## Task requirements
Every line of the material below should be repeated exactly.

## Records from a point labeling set
#####

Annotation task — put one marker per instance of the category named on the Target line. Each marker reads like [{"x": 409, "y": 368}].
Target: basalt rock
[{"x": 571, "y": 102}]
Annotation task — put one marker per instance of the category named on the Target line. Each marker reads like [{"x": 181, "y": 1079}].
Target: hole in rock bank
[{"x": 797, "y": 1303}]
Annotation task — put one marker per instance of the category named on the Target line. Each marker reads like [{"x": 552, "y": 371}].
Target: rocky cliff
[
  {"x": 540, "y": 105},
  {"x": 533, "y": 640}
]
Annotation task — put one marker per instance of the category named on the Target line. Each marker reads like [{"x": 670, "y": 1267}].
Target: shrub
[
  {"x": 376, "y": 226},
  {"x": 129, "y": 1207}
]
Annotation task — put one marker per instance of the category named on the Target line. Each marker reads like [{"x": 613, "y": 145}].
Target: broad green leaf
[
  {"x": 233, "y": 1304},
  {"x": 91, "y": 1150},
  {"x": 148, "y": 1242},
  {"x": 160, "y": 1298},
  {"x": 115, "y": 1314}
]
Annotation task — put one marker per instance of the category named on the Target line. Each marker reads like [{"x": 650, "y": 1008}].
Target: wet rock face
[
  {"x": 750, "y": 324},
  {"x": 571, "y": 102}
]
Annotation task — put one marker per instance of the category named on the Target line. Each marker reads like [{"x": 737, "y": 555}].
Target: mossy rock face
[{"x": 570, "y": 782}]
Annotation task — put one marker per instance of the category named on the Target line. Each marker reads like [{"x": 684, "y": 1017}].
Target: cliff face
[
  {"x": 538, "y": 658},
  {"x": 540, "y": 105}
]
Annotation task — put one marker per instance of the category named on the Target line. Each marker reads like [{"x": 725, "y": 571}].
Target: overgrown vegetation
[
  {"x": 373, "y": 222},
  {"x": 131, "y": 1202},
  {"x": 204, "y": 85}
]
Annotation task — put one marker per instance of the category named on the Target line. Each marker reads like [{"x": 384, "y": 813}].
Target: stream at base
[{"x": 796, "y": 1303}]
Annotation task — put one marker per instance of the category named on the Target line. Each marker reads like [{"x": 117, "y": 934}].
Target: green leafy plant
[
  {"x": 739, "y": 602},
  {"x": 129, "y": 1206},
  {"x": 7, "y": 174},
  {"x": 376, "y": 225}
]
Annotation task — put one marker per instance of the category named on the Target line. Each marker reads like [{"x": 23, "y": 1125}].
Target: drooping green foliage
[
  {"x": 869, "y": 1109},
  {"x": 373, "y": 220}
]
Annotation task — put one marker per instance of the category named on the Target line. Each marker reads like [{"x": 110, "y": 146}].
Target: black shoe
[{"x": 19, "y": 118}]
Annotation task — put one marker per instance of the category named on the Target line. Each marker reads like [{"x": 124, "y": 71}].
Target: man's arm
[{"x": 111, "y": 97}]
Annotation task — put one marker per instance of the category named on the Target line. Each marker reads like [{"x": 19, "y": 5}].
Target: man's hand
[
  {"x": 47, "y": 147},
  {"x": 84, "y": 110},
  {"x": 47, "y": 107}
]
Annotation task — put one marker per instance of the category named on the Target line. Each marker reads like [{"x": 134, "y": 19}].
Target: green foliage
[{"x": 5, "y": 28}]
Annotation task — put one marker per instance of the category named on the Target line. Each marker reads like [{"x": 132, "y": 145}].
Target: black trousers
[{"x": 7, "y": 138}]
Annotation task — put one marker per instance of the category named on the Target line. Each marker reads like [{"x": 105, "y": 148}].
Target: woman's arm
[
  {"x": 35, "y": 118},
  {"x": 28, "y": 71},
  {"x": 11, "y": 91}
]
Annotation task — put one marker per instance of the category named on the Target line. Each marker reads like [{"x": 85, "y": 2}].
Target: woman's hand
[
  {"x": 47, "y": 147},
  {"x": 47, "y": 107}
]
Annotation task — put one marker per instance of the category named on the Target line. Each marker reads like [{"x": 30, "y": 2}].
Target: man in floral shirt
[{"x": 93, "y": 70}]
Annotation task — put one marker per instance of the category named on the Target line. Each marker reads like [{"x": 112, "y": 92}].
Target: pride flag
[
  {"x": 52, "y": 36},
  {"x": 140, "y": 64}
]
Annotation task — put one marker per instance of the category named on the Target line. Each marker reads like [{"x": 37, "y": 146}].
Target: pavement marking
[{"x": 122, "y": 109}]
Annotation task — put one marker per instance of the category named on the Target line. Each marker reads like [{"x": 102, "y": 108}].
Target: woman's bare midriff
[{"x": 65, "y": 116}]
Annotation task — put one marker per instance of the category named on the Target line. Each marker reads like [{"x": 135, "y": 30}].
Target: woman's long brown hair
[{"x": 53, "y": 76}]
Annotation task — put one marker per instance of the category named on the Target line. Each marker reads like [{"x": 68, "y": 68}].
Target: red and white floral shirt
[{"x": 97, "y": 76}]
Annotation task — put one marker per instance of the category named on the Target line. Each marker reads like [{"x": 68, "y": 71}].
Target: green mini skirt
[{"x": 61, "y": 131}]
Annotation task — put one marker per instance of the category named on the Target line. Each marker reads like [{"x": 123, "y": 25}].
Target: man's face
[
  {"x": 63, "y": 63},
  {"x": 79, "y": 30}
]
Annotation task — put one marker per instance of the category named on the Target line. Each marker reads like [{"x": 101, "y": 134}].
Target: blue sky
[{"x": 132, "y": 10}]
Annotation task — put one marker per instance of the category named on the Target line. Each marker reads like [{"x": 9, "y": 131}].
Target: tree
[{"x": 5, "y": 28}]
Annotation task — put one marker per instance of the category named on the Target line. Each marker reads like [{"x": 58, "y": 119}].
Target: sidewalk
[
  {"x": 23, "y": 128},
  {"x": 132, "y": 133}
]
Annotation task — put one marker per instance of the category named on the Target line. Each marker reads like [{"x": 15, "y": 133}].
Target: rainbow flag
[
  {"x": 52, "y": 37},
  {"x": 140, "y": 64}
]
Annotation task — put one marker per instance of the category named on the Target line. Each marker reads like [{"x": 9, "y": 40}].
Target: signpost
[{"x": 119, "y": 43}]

#####

## Written solution
Annotation task — put one marker per instance of the category named on the Target line. Each marker reads like [{"x": 409, "y": 368}].
Target: basalt rock
[{"x": 571, "y": 102}]
Annotation task — put one marker per instance of the category named on the Target line. Each marker reads like [{"x": 181, "y": 1079}].
Target: hole in rock bank
[{"x": 797, "y": 1303}]
Annotation task — put one marker per instance of the category named on the Target line. Each marker reads like [{"x": 552, "y": 371}].
Target: rocky cliff
[
  {"x": 540, "y": 105},
  {"x": 533, "y": 640}
]
Annotation task — put one marker per instance of the category named on the Target line. Each marker reads like [{"x": 670, "y": 1267}].
Target: shrub
[
  {"x": 376, "y": 226},
  {"x": 129, "y": 1207}
]
Annotation task — put one marker per instance of the category named on the Target line. Each marker reads like [{"x": 613, "y": 145}].
Target: broad green leaf
[
  {"x": 233, "y": 1304},
  {"x": 91, "y": 1150},
  {"x": 148, "y": 1242},
  {"x": 160, "y": 1298},
  {"x": 115, "y": 1314}
]
Annotation task — put one marker per instance of the category named on the Target line. Each marker reads like [{"x": 650, "y": 1008}].
Target: wet rock face
[
  {"x": 750, "y": 324},
  {"x": 571, "y": 102}
]
Annotation task — put one marker per instance of the category named on the Target line. Each marker reads like [{"x": 737, "y": 555}].
Target: mossy rock face
[{"x": 570, "y": 782}]
Annotation task — put one marker per instance of the category named on the Target line. Each marker reads like [{"x": 684, "y": 1017}].
Target: cliff face
[
  {"x": 538, "y": 658},
  {"x": 540, "y": 105}
]
Annotation task — put one marker per instance of the category named on the Target line. Each marker reads like [{"x": 725, "y": 571}].
Target: overgrown vegetation
[
  {"x": 373, "y": 222},
  {"x": 131, "y": 1202},
  {"x": 204, "y": 85}
]
Annotation task — put one marker per instance of the category named on the Target line. Each marker reads like [{"x": 384, "y": 813}].
Target: stream at base
[{"x": 796, "y": 1303}]
Annotation task — put one marker per instance of the category named on the Target line. Each marker reads like [{"x": 117, "y": 934}].
Target: green leafy plant
[
  {"x": 739, "y": 602},
  {"x": 129, "y": 1206},
  {"x": 7, "y": 174},
  {"x": 376, "y": 225}
]
Annotation task — put one marker per instance of the category named on the Target line. Each marker reads like [{"x": 23, "y": 1125}].
Target: drooping green foliage
[
  {"x": 869, "y": 1109},
  {"x": 373, "y": 220}
]
Annotation task — put one marker per instance of the category named on the Target line. Each marker reads like [{"x": 110, "y": 146}].
Target: black shoe
[{"x": 19, "y": 118}]
Annotation task — put one marker per instance of the category named on the Target line. Each marker reads like [{"x": 124, "y": 71}].
Target: man's arm
[{"x": 111, "y": 97}]
Annotation task — put one marker per instance of the category named on the Target line. Each marker reads like [{"x": 19, "y": 5}].
Target: man's hand
[
  {"x": 47, "y": 147},
  {"x": 84, "y": 110},
  {"x": 47, "y": 107}
]
Annotation task — put one marker per instance of the category named on the Target line. Each marker reads like [{"x": 134, "y": 19}].
Target: green foliage
[{"x": 5, "y": 28}]
Annotation task — put one marker per instance of the category named on the Target line. Each marker reads like [{"x": 132, "y": 145}].
Target: black trousers
[{"x": 7, "y": 138}]
Annotation task — put one marker per instance of the category named on the Target line. Each marker reads like [{"x": 105, "y": 148}].
Target: woman's arm
[
  {"x": 35, "y": 118},
  {"x": 28, "y": 71},
  {"x": 11, "y": 91}
]
Annotation task — put one marker per instance of the category named on the Target line. Each marker reads like [{"x": 85, "y": 2}].
Target: woman's hand
[
  {"x": 47, "y": 147},
  {"x": 47, "y": 107}
]
Annotation task — put one marker per instance of the category named on the Target line. Each marker reads like [{"x": 30, "y": 2}].
Target: man in floral shirt
[{"x": 93, "y": 70}]
Annotation task — put one marker per instance of the category named on the Target line. Each marker reads like [{"x": 112, "y": 92}].
Target: pride flag
[
  {"x": 52, "y": 36},
  {"x": 140, "y": 64}
]
Annotation task — put one marker per instance of the category named on the Target line. Each marker reads like [{"x": 37, "y": 146}].
Target: pavement marking
[{"x": 122, "y": 109}]
Annotation task — put one marker per instance of the category named on the Target line. Each marker reads like [{"x": 102, "y": 108}].
Target: woman's bare midriff
[{"x": 65, "y": 116}]
Annotation task — put one marker per instance of the category named on the Target line. Each marker reads like [{"x": 135, "y": 30}].
Target: woman's long brown hair
[{"x": 53, "y": 76}]
Annotation task — put one marker per instance of the category named on the Target line. Each marker reads like [{"x": 68, "y": 68}].
Target: red and white floral shirt
[{"x": 97, "y": 76}]
Annotation task — put one marker per instance of the category named on the Target line. Each marker reads like [{"x": 68, "y": 71}].
Target: green mini skirt
[{"x": 61, "y": 131}]
Annotation task — put one marker per instance of the category named on the Target line. Each marker reads like [{"x": 123, "y": 25}].
Target: man's face
[
  {"x": 63, "y": 63},
  {"x": 79, "y": 30}
]
Annotation task — put one marker per instance of the category named on the Target line. Each marker reads like [{"x": 101, "y": 134}].
Target: blue sky
[{"x": 132, "y": 10}]
Annotation task — put one marker per instance of the category named on the Target line. Each marker reads like [{"x": 9, "y": 131}].
Target: tree
[{"x": 5, "y": 28}]
Annotation task — put one marker per instance of the category named on the Target line. Each marker reads like [{"x": 58, "y": 119}].
Target: sidewalk
[
  {"x": 23, "y": 128},
  {"x": 132, "y": 133}
]
Annotation task — put one marker per instance of the category named on the Target line. Each marker reads like [{"x": 15, "y": 133}].
Target: rainbow flag
[
  {"x": 52, "y": 37},
  {"x": 140, "y": 64}
]
Annotation task — put one marker per instance of the category named on the Target line. Each marker reads like [{"x": 9, "y": 40}].
Target: signpost
[{"x": 119, "y": 43}]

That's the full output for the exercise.